▶ [TASK REQUIREMENTS] Each record below should be output verbatim, without pictures.

▶ [Stored items]
....................
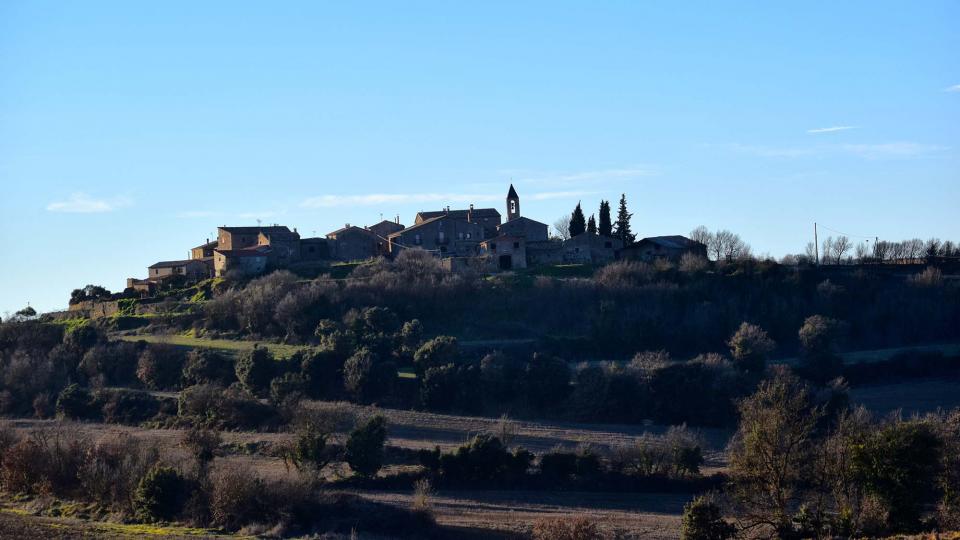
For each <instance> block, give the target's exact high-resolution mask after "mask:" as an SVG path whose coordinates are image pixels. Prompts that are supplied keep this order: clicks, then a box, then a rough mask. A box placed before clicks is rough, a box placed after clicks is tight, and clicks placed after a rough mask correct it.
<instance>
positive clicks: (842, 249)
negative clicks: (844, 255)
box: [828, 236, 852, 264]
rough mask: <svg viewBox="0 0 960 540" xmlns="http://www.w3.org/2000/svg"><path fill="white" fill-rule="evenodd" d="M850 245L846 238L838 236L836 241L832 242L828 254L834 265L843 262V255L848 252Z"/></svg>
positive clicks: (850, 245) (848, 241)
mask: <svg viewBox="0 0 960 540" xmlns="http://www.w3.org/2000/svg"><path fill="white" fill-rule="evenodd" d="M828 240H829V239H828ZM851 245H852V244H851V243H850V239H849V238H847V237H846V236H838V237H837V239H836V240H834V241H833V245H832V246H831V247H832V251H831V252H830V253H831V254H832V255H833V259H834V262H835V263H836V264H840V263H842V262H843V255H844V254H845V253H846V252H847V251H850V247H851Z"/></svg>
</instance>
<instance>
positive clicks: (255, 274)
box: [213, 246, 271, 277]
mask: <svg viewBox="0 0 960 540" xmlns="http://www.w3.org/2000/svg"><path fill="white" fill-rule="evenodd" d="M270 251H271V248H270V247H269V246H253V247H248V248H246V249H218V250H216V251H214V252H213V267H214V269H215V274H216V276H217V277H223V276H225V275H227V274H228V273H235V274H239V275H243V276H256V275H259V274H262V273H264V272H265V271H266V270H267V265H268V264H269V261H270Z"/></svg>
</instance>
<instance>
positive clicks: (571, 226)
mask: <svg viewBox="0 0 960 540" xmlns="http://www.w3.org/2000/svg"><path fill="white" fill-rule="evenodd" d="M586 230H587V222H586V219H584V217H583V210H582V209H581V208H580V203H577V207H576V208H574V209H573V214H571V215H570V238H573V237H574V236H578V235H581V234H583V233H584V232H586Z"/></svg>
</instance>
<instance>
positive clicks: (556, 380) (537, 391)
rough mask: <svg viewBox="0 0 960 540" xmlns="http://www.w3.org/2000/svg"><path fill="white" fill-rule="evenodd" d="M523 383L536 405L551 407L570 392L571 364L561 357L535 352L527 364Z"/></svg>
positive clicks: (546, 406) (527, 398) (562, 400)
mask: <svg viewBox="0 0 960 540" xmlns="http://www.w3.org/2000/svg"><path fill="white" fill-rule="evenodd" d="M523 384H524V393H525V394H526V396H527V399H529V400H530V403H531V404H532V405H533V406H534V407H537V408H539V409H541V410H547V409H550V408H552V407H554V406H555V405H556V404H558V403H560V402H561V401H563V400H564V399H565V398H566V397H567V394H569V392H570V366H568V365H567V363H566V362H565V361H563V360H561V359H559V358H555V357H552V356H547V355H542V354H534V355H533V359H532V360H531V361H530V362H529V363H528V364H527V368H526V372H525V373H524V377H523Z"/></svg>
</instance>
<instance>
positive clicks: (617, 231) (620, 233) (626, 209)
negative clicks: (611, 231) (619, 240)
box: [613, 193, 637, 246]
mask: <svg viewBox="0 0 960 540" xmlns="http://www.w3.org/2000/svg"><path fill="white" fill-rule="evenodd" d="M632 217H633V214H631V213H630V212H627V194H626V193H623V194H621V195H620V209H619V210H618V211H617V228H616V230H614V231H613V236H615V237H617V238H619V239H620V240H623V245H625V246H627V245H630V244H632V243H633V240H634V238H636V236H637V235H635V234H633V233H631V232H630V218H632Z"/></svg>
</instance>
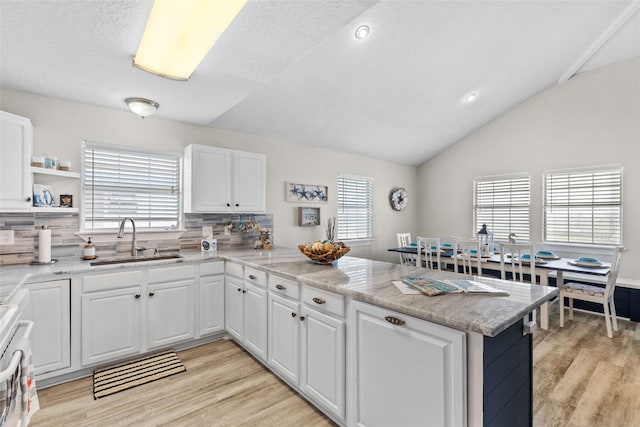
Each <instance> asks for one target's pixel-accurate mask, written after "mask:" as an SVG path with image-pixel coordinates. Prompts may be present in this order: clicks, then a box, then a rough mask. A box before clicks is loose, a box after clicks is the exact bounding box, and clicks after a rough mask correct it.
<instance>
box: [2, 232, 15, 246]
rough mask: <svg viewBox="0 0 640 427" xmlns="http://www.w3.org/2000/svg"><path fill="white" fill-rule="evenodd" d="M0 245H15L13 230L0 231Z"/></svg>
....................
▶ [SOLUTION]
For each <instance> block, give the target's exact high-resolution mask after "mask:" as an SVG path whose coordinates are image pixels. Prompts that are supplied keep this order: clicks, then a box, then a rough mask. A box placed before clicks is rough, a box placed after clicks is tight, and clicks placed after a rough mask correct it.
<instance>
positive clicks: (842, 249)
negative clicks: (844, 255)
box: [828, 236, 852, 264]
rough mask: <svg viewBox="0 0 960 540" xmlns="http://www.w3.org/2000/svg"><path fill="white" fill-rule="evenodd" d="M850 245L846 238L838 236L836 241L832 242L828 254L834 265L843 262V255L848 252Z"/></svg>
positive clicks: (850, 245) (848, 241)
mask: <svg viewBox="0 0 960 540" xmlns="http://www.w3.org/2000/svg"><path fill="white" fill-rule="evenodd" d="M828 240H829V239H828ZM851 245H852V244H851V243H850V239H849V238H847V237H846V236H838V237H837V239H836V240H834V241H833V245H832V246H831V247H832V251H831V252H830V253H831V254H832V255H833V259H834V262H835V263H836V264H840V263H842V262H843V255H844V254H845V253H846V252H847V251H850V247H851Z"/></svg>
</instance>
<instance>
positive clicks: (255, 274)
box: [213, 246, 271, 277]
mask: <svg viewBox="0 0 960 540" xmlns="http://www.w3.org/2000/svg"><path fill="white" fill-rule="evenodd" d="M270 251H271V248H270V247H269V246H253V247H248V248H246V249H218V250H216V251H214V252H213V267H214V269H215V274H216V276H217V277H223V276H225V275H227V274H228V273H235V274H239V275H243V276H256V275H259V274H262V273H264V272H265V271H266V270H267V265H268V264H269V261H270Z"/></svg>
</instance>
<instance>
positive clicks: (571, 226)
mask: <svg viewBox="0 0 960 540" xmlns="http://www.w3.org/2000/svg"><path fill="white" fill-rule="evenodd" d="M586 230H587V222H586V219H584V217H583V210H582V209H581V208H580V203H577V207H576V208H574V209H573V214H571V215H570V238H573V237H574V236H578V235H581V234H583V233H584V232H586Z"/></svg>
</instance>
<instance>
positive clicks: (556, 380) (537, 391)
rough mask: <svg viewBox="0 0 960 540" xmlns="http://www.w3.org/2000/svg"><path fill="white" fill-rule="evenodd" d="M523 383L536 405L551 407L570 392L571 364L561 357L535 352L527 364Z"/></svg>
positive clicks: (546, 406) (527, 398) (562, 400)
mask: <svg viewBox="0 0 960 540" xmlns="http://www.w3.org/2000/svg"><path fill="white" fill-rule="evenodd" d="M523 384H524V393H525V394H526V396H527V399H529V400H530V403H531V404H532V405H533V406H534V407H537V408H539V409H541V410H547V409H550V408H552V407H554V406H555V405H556V404H558V403H560V402H561V401H563V400H564V399H565V398H566V397H567V394H569V392H570V366H568V365H567V363H566V362H565V361H563V360H561V359H559V358H555V357H552V356H547V355H542V354H534V355H533V359H532V360H531V361H530V362H529V363H528V364H527V368H526V372H525V373H524V377H523Z"/></svg>
</instance>
<instance>
positive clicks: (617, 231) (620, 233) (626, 209)
negative clicks: (611, 231) (619, 240)
box: [613, 193, 637, 246]
mask: <svg viewBox="0 0 960 540" xmlns="http://www.w3.org/2000/svg"><path fill="white" fill-rule="evenodd" d="M632 217H633V214H631V213H630V212H627V194H626V193H623V194H621V195H620V209H619V210H618V211H617V228H616V230H614V231H613V236H615V237H617V238H619V239H620V240H623V245H625V246H627V245H630V244H632V243H633V240H634V238H636V236H637V235H635V234H633V233H631V232H630V218H632Z"/></svg>
</instance>
Each <instance> asks for one target's pixel-accurate mask, written after "mask:" as an SVG path with image-pixel coordinates. Prompts may be present in this order: clicks, then a box, then a rough mask. A box before clicks is loose, a box after clicks is the exact bounding box, and clicks after a rough mask correct it.
<instance>
box: [2, 232, 15, 246]
rough mask: <svg viewBox="0 0 640 427" xmlns="http://www.w3.org/2000/svg"><path fill="white" fill-rule="evenodd" d="M0 245H15L13 230L0 231Z"/></svg>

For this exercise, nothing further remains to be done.